■ WHAT YOU ARE ASKED TO DO ■
A word-for-word restatement of the listing is the only acceptable answer.

▽

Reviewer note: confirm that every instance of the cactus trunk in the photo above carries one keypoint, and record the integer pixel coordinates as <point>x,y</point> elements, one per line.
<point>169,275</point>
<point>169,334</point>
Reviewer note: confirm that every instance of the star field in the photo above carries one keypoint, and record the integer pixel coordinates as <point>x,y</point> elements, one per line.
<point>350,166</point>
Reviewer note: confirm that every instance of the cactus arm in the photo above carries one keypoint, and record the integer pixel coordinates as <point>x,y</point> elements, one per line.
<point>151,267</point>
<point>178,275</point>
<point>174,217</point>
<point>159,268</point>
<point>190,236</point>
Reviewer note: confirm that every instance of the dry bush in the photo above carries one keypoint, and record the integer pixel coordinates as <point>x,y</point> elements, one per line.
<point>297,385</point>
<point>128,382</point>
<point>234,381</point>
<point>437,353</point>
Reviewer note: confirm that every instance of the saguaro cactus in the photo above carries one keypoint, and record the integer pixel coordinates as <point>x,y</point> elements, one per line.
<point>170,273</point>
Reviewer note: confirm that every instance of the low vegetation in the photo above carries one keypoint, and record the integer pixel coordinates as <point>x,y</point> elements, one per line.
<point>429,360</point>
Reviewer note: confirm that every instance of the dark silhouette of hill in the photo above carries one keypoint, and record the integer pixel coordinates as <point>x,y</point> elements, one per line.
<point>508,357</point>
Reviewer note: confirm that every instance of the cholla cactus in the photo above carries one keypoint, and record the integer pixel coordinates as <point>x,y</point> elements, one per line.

△

■ EXERCISE ANSWER ■
Reviewer note: confirm that every instance of the cactus trunk in the photo above carries one keypoint, and record the integer pixel coordinates as <point>x,y</point> elements, one per line.
<point>169,275</point>
<point>169,334</point>
Reviewer note: confirm that every instance of the star field in the photo above carries one keypoint, and record the integer pixel coordinates as <point>x,y</point> elements, one per line.
<point>350,166</point>
Reviewer note: confirm that every instance of the cactus arm in the photo above carries one keypoint, and record the integer pixel coordinates as <point>x,y</point> elements, one per line.
<point>151,267</point>
<point>178,275</point>
<point>174,217</point>
<point>159,268</point>
<point>190,236</point>
Reviewer note: confirm that every instance of the dry bush in the photo above carries one keypoint, and record the integer pixel coordinates as <point>x,y</point> elements, one per line.
<point>297,385</point>
<point>128,382</point>
<point>234,381</point>
<point>437,353</point>
Reviewer note: confirm that every instance of the saguaro cactus in the photo above carries one keypoint, and record the integer pixel coordinates as <point>x,y</point> elements, one per line.
<point>170,273</point>
Reviewer note: confirm that every instance of the low vegetation in the photo above carries one keypoint, and record the integer pixel coordinates as <point>x,y</point> elements, one per line.
<point>429,360</point>
Reviewer note: confirm that every instance of the dark silhouette of hill in the photo above carries one keypoint, and record the integer pixel coordinates as <point>x,y</point> elements, one per line.
<point>508,357</point>
Reviewer note: confirm that every instance of the cholla cactus in the photo above carries one keypoint, and record the integer pixel coordinates as <point>x,y</point> elements, one per line.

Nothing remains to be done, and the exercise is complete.